-- Data provided --
=-=-=-=-=
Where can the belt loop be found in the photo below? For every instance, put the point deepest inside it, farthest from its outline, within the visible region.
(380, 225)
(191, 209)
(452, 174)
=-=-=-=-=
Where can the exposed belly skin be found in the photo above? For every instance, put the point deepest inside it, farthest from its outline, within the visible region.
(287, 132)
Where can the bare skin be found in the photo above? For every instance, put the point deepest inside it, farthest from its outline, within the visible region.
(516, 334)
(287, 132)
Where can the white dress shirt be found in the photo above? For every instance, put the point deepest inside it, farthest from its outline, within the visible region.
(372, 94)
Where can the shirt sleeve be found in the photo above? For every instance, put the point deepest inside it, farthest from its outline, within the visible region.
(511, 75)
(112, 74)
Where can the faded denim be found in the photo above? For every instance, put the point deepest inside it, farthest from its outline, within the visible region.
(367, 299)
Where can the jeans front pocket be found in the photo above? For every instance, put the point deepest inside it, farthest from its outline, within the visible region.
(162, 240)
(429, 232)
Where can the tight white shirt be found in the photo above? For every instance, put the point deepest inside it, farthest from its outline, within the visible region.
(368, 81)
=-=-=-=-=
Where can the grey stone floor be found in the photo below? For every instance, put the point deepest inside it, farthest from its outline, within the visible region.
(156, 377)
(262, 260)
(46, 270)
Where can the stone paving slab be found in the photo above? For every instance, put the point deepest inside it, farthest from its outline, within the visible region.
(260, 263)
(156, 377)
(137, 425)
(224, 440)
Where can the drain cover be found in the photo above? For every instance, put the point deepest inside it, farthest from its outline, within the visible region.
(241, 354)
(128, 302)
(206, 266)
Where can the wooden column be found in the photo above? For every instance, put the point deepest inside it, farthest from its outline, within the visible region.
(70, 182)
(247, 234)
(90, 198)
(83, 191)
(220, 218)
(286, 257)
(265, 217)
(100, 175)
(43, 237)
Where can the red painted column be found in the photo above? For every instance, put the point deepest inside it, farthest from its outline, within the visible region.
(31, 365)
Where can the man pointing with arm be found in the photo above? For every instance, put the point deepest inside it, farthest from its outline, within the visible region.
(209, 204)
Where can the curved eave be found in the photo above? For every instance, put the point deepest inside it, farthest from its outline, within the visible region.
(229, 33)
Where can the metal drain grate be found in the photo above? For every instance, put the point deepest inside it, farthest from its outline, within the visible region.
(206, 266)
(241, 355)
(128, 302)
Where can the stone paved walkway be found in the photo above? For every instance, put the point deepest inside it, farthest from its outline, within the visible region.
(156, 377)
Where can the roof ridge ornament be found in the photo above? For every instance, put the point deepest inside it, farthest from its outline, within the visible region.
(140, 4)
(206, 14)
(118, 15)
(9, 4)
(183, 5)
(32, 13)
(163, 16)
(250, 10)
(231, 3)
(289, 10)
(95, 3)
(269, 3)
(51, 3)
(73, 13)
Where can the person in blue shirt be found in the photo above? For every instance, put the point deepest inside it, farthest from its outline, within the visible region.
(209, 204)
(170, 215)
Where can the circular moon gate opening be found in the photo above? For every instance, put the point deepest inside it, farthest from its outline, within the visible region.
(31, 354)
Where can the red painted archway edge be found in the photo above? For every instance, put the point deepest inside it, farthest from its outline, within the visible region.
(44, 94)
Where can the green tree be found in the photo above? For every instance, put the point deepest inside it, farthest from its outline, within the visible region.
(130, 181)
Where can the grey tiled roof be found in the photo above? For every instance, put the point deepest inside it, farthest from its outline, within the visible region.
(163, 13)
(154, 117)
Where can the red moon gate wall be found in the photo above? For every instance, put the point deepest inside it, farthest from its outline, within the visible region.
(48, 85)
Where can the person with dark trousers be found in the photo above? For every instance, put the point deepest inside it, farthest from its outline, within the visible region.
=-=-=-=-=
After locating the line holding "Where can the red moon" above, output exactly that line and every line after it through the line holding "Where can the person with". Include nothing else.

Where can the red moon gate wall be found in the photo above? For every instance, put the point deepest inside it, farthest from its outline, within the visible region.
(48, 85)
Where can the person with dark trousers be found in the photo above? For every instance, put the point deepest inside it, farthest from its outline, within the visible region.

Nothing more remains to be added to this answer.